Make an exact transcription of the material, leaving out all images.
[Material to process start]
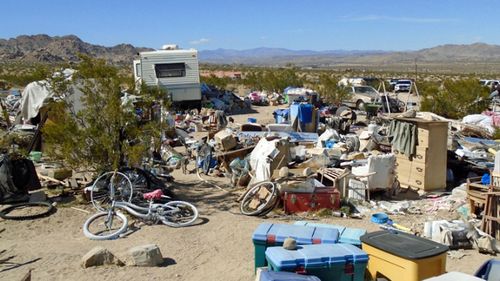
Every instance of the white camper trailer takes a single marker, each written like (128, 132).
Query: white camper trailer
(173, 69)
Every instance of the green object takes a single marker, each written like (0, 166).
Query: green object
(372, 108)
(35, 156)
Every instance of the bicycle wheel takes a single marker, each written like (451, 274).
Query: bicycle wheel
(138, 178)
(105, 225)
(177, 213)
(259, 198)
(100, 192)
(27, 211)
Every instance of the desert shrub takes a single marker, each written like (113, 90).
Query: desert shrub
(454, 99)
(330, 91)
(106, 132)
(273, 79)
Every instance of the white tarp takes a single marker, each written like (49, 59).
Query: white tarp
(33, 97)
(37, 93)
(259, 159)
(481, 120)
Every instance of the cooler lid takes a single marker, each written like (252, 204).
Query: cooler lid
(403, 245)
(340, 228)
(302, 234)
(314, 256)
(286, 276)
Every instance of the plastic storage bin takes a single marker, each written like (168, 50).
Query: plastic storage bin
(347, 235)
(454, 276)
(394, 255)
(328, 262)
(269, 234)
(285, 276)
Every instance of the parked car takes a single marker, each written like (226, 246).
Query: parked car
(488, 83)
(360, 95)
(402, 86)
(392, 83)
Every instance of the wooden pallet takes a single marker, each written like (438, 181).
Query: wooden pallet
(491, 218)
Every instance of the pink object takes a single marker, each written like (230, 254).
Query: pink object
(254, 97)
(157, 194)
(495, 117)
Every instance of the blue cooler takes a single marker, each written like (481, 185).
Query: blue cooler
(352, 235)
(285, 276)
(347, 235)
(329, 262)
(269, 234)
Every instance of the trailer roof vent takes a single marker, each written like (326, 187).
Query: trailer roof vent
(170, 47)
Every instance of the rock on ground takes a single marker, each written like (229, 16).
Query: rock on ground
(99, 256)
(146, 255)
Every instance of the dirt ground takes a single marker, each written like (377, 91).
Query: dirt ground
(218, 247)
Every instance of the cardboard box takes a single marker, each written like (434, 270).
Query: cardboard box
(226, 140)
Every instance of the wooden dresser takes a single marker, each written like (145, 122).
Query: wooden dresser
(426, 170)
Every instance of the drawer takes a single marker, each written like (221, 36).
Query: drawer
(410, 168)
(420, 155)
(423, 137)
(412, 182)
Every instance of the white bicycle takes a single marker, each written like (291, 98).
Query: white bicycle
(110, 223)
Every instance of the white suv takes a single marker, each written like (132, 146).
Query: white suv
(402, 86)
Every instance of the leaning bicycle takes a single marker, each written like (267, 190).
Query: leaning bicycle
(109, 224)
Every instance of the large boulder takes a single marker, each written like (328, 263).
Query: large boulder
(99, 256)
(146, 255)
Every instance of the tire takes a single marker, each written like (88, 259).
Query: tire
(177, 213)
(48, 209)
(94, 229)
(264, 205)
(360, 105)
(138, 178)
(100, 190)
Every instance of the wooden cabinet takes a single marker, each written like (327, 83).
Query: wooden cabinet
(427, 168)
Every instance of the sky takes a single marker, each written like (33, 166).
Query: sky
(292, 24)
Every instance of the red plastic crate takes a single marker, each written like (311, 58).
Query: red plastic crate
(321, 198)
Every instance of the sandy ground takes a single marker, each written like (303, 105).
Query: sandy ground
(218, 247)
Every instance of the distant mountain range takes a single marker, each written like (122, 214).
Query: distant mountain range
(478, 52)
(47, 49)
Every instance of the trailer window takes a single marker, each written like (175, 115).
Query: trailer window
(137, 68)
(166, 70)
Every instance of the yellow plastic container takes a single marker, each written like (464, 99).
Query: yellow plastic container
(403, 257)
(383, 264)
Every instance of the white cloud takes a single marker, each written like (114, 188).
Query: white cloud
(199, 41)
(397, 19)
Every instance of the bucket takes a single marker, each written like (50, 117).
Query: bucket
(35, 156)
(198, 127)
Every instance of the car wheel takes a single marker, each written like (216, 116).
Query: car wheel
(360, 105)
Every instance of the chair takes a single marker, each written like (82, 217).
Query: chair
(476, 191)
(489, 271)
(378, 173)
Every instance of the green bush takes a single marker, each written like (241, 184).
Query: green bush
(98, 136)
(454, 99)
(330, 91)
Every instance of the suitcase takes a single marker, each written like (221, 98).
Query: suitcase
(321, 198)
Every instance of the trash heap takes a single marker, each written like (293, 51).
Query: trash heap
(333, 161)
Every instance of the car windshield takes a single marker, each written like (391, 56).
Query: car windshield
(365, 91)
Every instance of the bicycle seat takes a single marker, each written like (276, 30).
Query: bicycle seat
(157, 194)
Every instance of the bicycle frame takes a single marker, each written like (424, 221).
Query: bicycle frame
[Material to process end]
• **Reply**:
Every instance of the white camper trailer takes a single marker, each written like (128, 132).
Query: white camper trailer
(173, 69)
Every instance of the green object takes a single marker, each written like (0, 166).
Query: green object
(372, 108)
(35, 156)
Every instance of the bicycle wheel takes a single marker, each written like (451, 274).
Query: bicycle wheel
(138, 178)
(105, 225)
(177, 213)
(259, 198)
(100, 192)
(27, 211)
Every instance of the desert shrub takes a single marker, each written like (113, 90).
Query: desert shrub
(454, 99)
(330, 91)
(106, 132)
(273, 79)
Every instance of the white tarp takes a single marker, each written like (49, 59).
Query: white tarp
(33, 97)
(37, 93)
(259, 159)
(481, 120)
Every instance of the cooler lid takes a single marker, each written like (252, 204).
Query: cooler lid
(403, 245)
(340, 228)
(302, 234)
(314, 256)
(286, 276)
Every instance of the plastic storage bin takes a single marker, each written like (168, 50).
Query: plastic storage bin
(347, 235)
(454, 276)
(394, 255)
(328, 262)
(269, 234)
(285, 276)
Every instance of the parked car takes a single marker, each written like (226, 246).
Query: parked car
(488, 83)
(360, 95)
(402, 86)
(392, 83)
Every instance of the wooden pallet takes a single marker, each written like (438, 181).
Query: wooden pallet
(491, 218)
Every instance of the pink object takes a single marker, each written like (230, 254).
Query: pink object
(254, 97)
(157, 194)
(495, 117)
Every instance of the blue cooler takes a single marker, each written like (481, 185).
Query: blue cooler
(352, 235)
(285, 276)
(347, 235)
(329, 262)
(269, 234)
Every instance of the trailer roof vent takes a single marker, each written like (326, 187).
Query: trailer roof vent
(170, 47)
Every instance of the rock on ground takes a single marker, each written like (229, 16).
Query: rock on ground
(99, 256)
(146, 255)
Every instance of the dirt ground takes a single marker, each written like (377, 91).
Query: dirt ground
(218, 247)
Every instance of the cardboard box takes a single marker, each written like (434, 270).
Query: cardboard box
(226, 140)
Every instance of the wooden dresser takes a single marker, each written like (145, 122).
Query: wooden dresser
(426, 170)
Every instance of the drawer takes a single marker, each written like (221, 36).
Query: drawer
(410, 168)
(420, 155)
(423, 137)
(412, 182)
Every instance of the white bicycle takes a single marker, each written like (291, 98).
Query: white bicycle
(110, 223)
Every instance of the white suv takes a single marker, each written like (132, 146).
Query: white suv
(402, 86)
Every instance of the leaning bicycle takes a single marker, each written like (267, 190).
Query: leaning bicycle
(109, 224)
Every instance of the large boulder takes a single marker, each written like (328, 263).
Query: large boulder
(99, 256)
(146, 255)
Every instance of the tire takes a single marker, each written like (88, 259).
Query: tire
(177, 213)
(48, 209)
(94, 229)
(264, 205)
(360, 105)
(138, 178)
(100, 190)
Every instance of the wooden cabinet takes a single marker, each written like (327, 83).
Query: wooden cabinet
(427, 168)
Every instance of the sky takes a single marker, each written like (33, 166).
Query: sky
(292, 24)
Every instance of the red plastic crate takes a single marker, each written like (311, 58).
Query: red plastic crate
(321, 198)
Every instance of the sandy ground takes a single marker, each written like (303, 105).
Query: sandy ground
(218, 247)
Every instance of the distant mountain range takes a single marker, each written like (122, 214).
Query: distant mountain range
(478, 52)
(47, 49)
Every instance of the trailer window takes a single marker, each written like (175, 115).
Query: trailer window
(137, 68)
(166, 70)
Every instance of the yellow plastic container takes a single marker, each written like (464, 99).
Query: yellow plastic container
(403, 257)
(383, 264)
Every instance of the white cloud takes a single marker, each written like (114, 188).
Query: white cloud
(199, 41)
(397, 19)
Every instance of the bucket takes a single marker, each written like (50, 117).
Query: bucket
(35, 156)
(198, 127)
Every instance of the car wheel takes a single marker, each written like (216, 116).
Query: car wheel
(360, 105)
Every instance of the chair takes a single marker, each written like (82, 217).
Query: chair
(476, 191)
(489, 271)
(378, 173)
Every instance of the green bush takes a single marker, each written like (241, 184).
Query: green bush
(98, 136)
(454, 99)
(330, 91)
Every instance of the suitcase takes a single marker, each written like (221, 98).
Query: suitcase
(321, 198)
Every instance of the trash heap takes a single marker, each written like (293, 51).
Query: trash heap
(333, 161)
Every instance of the car windshield takes a single marker, each written like (391, 56).
Query: car windshield
(365, 91)
Every instance of the bicycle seat takes a single marker, each written like (276, 30).
Query: bicycle seat
(157, 194)
Every instance of the bicycle frame takes a single marker, each written like (424, 221).
Query: bicycle frame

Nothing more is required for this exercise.